What is being asked: Turn every line of the entries below into a Markdown table with two columns, Row for a running number and Line for the line itself, skipping any blank lines. Leave the pictures out of the table.

Supplied records:
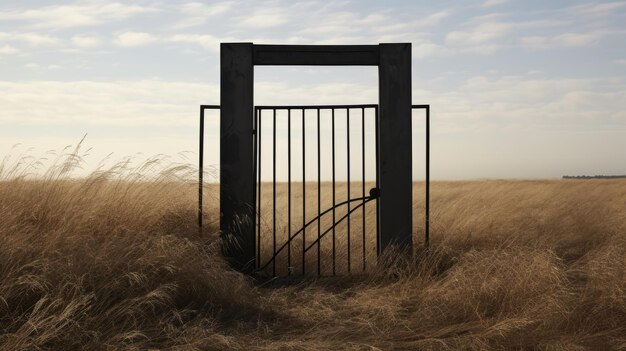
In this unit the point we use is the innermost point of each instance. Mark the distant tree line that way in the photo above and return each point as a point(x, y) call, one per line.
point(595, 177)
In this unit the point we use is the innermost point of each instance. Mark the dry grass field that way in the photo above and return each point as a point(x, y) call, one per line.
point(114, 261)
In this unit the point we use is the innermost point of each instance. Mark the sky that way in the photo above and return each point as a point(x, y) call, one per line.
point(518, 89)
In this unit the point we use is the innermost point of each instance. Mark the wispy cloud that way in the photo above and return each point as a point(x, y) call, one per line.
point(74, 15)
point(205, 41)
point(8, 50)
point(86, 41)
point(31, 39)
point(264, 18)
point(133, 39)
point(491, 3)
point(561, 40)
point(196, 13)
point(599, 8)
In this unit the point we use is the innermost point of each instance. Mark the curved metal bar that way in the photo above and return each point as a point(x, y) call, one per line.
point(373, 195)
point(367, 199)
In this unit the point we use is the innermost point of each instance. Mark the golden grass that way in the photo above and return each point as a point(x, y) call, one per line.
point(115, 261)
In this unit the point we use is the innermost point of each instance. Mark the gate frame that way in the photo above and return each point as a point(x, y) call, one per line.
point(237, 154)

Task output:
| Row | Line |
|---|---|
| 1 | In this unit the point we use is the innermost point of each instance. Mark the distant tree line that way in the photo above and return each point as a point(x, y) call, one per line. |
| 2 | point(595, 177) |
| 3 | In this unit the point we use is the innermost point of each instance. Mark the dry grass field that way in the photo above and return each point as a point(x, y) call, one per line. |
| 4 | point(114, 261) |
| 5 | In this unit the point we use is the innermost point of each instance. Mark the sky that way in the photo above and return each point as a point(x, y) call, one per line. |
| 6 | point(518, 89) |
| 7 | In this unit the point we use is the innermost point of each instance. Mark the wispy cloud that way in the photo above and return each point as a point(x, y) call, one per line. |
| 8 | point(74, 15) |
| 9 | point(205, 41) |
| 10 | point(8, 50) |
| 11 | point(86, 41) |
| 12 | point(31, 39) |
| 13 | point(264, 18) |
| 14 | point(133, 39) |
| 15 | point(491, 3) |
| 16 | point(561, 40) |
| 17 | point(196, 13) |
| 18 | point(599, 8) |
| 19 | In this unit the point we use is the innermost point of each instance. Mark the curved metal bar that way in the photo above and return each point as a point(x, y) call, one per line. |
| 20 | point(373, 195) |
| 21 | point(367, 199) |
| 22 | In this unit the point we use is the innermost point of each instance. Mark the golden grass that way in the photo above and return each point as a point(x, y) call, one per line. |
| 23 | point(115, 261) |
| 24 | In this unit the point we use is the innermost point of each instance. Mark the gate frame that way in the photo above and return each point as a point(x, y) call, one per line. |
| 25 | point(237, 154) |